**Text section**:
┌────────
What is it?
One of the main types of Buddhist meditation, compassion meditation is intended to cultivate loving-kindness, friendliness, and goodwill towards oneself and others. It is referred to as “mettā”, the original Pali word for the practice. This is an example of a concentrative form of meditation, as the practitioner places focussed attention on the feeling of loving kindness for the duration of the practice.
Compassion is defined as a ‘‘sympathetic consciousness of others’ distress together with a desire to alleviate it’’. Compassion meditation encompasses both of these elements, with the aim to increase altruistic feelings.
How is it practiced?
Compassion meditation instructs the practitioner to focus on the feeling of loving kindness and breaks it down into 6 steps. First one cultivates this feeling towards oneself, then they consider a loved one, then a “neutral” person whom they may not know well, then a person whom they find difficult, then all of the above, and finally towards the whole universe.
Eastern contemplative traditions maintain that people can train their minds to become more compassionate, and this leads to more altruistic behaviour in the real world. Recent research lends credence to this view, where groups of people receiving compassion cultivation training demonstrate more altruistic behaviour than control groups and show corresponding changes in their neural correlates.
└────────
**Exercise prompt**: According to the passage on compassion meditation, toward whom is the feeling of loving kindness directed in the final step of the practice? The items that come next are separate material, unrelated to the passage on compassion meditation.

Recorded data
┌────────
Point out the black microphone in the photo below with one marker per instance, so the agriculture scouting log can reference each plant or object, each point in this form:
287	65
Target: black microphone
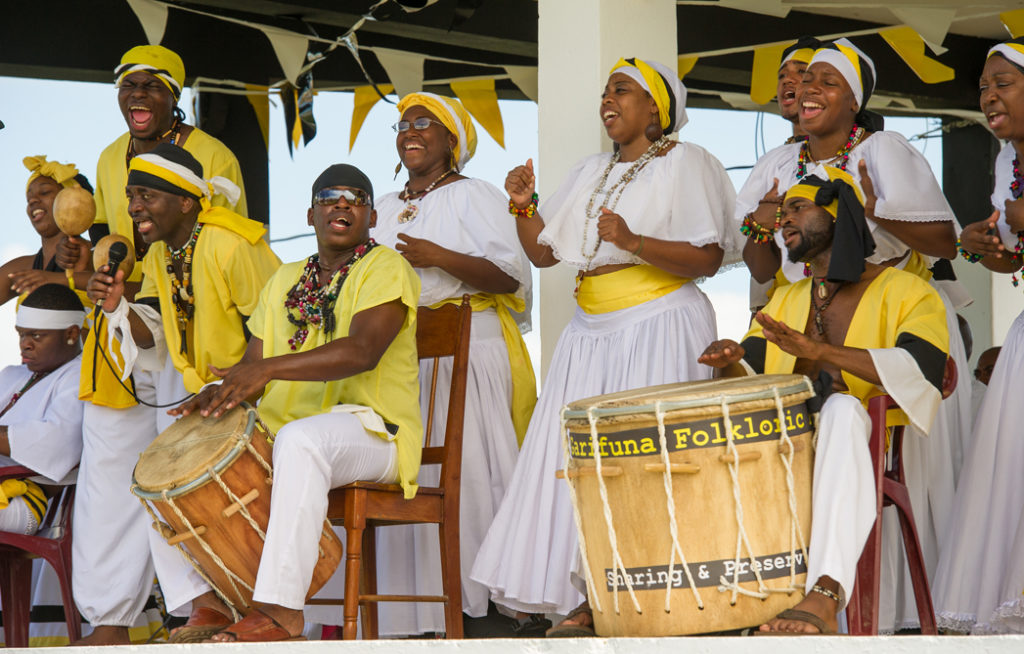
115	256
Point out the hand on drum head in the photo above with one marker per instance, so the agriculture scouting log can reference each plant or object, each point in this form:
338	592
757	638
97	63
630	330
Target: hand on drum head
722	353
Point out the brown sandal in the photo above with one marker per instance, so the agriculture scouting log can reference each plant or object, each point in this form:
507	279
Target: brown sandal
257	627
203	623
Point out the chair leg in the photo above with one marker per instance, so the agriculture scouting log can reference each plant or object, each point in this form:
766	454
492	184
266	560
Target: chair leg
451	576
370	616
354	525
900	498
15	595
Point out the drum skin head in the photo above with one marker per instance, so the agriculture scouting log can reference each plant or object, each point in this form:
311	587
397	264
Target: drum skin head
184	450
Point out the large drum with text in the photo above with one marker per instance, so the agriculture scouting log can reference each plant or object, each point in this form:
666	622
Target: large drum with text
210	479
717	474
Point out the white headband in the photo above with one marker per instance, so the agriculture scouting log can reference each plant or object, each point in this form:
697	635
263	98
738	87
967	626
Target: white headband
1008	51
221	185
36	318
676	87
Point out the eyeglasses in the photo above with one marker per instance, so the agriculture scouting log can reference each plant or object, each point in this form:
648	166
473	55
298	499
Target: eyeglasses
330	197
419	124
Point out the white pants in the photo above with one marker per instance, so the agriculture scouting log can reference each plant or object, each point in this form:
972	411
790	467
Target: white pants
310	456
17	519
843	492
112	571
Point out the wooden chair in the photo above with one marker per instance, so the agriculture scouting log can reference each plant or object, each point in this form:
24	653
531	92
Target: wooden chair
51	542
862	610
364	506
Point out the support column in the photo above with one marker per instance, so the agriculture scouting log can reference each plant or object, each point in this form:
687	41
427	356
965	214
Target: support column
579	41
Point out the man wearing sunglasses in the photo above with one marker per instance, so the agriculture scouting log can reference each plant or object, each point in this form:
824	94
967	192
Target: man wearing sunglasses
333	361
201	280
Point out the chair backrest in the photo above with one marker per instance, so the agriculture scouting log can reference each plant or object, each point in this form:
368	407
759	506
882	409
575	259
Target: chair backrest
440	333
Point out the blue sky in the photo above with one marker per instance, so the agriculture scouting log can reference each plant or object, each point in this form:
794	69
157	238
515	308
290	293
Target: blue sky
74	121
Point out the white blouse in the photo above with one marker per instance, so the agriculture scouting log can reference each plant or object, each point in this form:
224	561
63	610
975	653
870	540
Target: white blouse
684	195
903	181
469	216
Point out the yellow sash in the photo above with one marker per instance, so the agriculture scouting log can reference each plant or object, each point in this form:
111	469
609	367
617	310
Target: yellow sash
35	498
523	380
626	288
97	383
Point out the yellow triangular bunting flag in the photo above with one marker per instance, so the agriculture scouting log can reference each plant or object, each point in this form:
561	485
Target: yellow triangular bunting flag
910	47
764	75
480	100
685	63
261	106
1014	22
365	98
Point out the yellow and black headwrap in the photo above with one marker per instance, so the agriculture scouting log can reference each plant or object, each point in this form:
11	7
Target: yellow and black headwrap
65	174
163	63
664	85
852	241
803	50
1012	50
173	170
455	118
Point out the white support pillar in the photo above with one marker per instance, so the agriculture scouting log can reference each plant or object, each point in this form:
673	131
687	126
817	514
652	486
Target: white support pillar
579	41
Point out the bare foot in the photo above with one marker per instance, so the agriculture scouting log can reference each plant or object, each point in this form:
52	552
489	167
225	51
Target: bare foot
104	635
817	605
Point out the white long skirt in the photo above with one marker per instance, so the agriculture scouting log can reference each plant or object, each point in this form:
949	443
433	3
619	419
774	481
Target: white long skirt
531	549
409	557
980	576
930	464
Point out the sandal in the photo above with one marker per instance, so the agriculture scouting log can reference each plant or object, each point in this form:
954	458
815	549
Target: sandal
203	623
800	616
257	627
574	630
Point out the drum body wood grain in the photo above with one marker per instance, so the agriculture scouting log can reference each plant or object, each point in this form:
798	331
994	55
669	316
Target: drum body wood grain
209	480
623	429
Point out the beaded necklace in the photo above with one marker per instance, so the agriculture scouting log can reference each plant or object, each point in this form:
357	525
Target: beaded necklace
843	155
310	305
25	389
412	210
611	195
181	290
1017	189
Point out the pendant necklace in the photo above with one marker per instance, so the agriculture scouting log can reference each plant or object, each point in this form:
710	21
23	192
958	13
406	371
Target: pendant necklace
412	210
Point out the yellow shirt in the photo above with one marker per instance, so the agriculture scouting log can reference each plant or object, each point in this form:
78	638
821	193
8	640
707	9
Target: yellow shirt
895	303
391	389
230	265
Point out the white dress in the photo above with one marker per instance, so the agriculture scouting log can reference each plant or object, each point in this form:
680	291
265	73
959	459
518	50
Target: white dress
531	550
469	216
980	578
906	190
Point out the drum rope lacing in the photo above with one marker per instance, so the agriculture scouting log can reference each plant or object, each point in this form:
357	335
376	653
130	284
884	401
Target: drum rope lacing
673	526
795	529
195	564
741	537
616	559
595	599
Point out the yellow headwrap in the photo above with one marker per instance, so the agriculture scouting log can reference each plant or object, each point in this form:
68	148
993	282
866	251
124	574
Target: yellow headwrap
454	116
810	191
165	64
62	174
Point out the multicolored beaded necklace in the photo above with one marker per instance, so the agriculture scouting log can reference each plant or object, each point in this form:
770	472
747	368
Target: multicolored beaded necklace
└────────
**Complete answer**: The whole universe.